*** Begin section ***

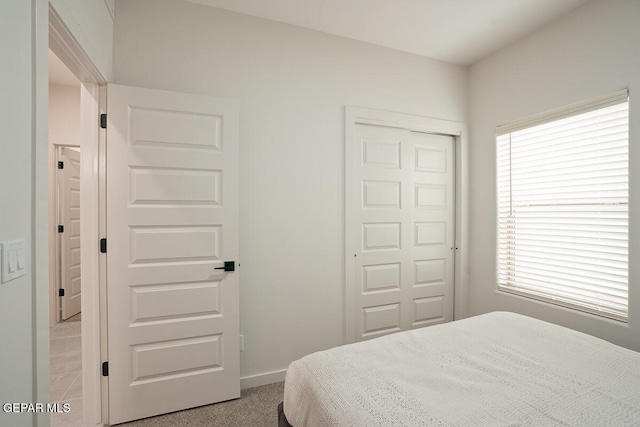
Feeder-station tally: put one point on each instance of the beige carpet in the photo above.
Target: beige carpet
(256, 407)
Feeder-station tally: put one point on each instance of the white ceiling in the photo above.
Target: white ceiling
(455, 31)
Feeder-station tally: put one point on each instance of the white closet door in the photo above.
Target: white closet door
(401, 223)
(69, 205)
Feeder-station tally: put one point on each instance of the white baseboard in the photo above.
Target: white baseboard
(262, 379)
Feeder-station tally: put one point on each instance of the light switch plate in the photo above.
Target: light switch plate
(13, 259)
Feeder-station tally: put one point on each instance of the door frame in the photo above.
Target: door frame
(92, 137)
(458, 130)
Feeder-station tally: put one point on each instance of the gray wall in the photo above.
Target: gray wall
(592, 51)
(16, 296)
(292, 84)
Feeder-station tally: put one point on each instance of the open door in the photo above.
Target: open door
(69, 231)
(172, 222)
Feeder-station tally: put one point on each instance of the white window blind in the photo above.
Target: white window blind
(563, 206)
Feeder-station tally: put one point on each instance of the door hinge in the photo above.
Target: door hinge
(228, 266)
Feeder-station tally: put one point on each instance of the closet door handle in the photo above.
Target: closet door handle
(228, 266)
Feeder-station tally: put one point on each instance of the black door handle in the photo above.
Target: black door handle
(228, 266)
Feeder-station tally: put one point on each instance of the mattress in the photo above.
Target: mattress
(497, 369)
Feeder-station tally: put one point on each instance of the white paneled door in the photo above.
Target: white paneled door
(69, 214)
(172, 222)
(401, 220)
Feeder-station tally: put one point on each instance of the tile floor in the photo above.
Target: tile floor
(66, 373)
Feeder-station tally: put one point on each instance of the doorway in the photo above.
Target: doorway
(64, 237)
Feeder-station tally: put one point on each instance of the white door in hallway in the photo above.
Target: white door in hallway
(172, 222)
(401, 221)
(69, 218)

*** End section ***

§ WHAT TO WORK ON
With the pictures removed, repeat the listing above exactly as it stands.

§ RESPONSE FOR THIS EXERCISE
Feeder-station tally: put one point on each instance of the beige carpet in the photo above.
Target: beige carpet
(256, 407)
Feeder-station tally: put one point on each instance of the white ceiling in the photo above.
Target: white ceiling
(455, 31)
Feeder-station tally: put one point on each instance of the white closet door in the photo above.
Target: white closet door
(401, 223)
(69, 205)
Feeder-station tally: put one point on each instance of the white baseboard in the photo above.
Target: white baseboard
(262, 379)
Feeder-station tally: put one point on each instance of the light switch plate in the photo above.
Target: light switch plate
(13, 259)
Feeder-station tally: put one point on each instance of the door frame in the photo above.
Target: door frame
(92, 137)
(458, 130)
Feeder-station tally: put one point on each instance of the gray wall in the photo above.
Target: gray wall
(592, 51)
(16, 296)
(292, 84)
Feeder-station tally: put one point on each instance of the open door in the photo above.
Target: open door
(69, 231)
(172, 222)
Feeder-station tally: put one point on each instance of the white window blind in the photo above.
Target: white window blind
(563, 206)
Feeder-station tally: put one point on each instance of the door hinge in the photo above.
Target: door hinge
(228, 266)
Feeder-station tally: put one point on each instance of the closet door handle in the photo above.
Target: closet door handle
(228, 266)
Feeder-station tally: put one point on each instance of the black door handle in the photo above.
Target: black door handle
(228, 266)
Feeder-station tally: put one point on each instance of the mattress in the photo above.
Target: mattress
(497, 369)
Feeder-station tally: put one point on each instance of the white paneled door in the photo above.
Target: white paneled door
(69, 214)
(172, 222)
(401, 220)
Feeder-station tally: put one point on each instance of the tile floor in the photo above.
Target: tile floor
(66, 373)
Feeder-station tally: put one point on each instance of the doorway in the photo above.
Target: doorway
(64, 237)
Feeder-station tally: put one point on each instance of the white door in hallway in the photo above.
Target: white door in hallway
(172, 222)
(401, 221)
(69, 218)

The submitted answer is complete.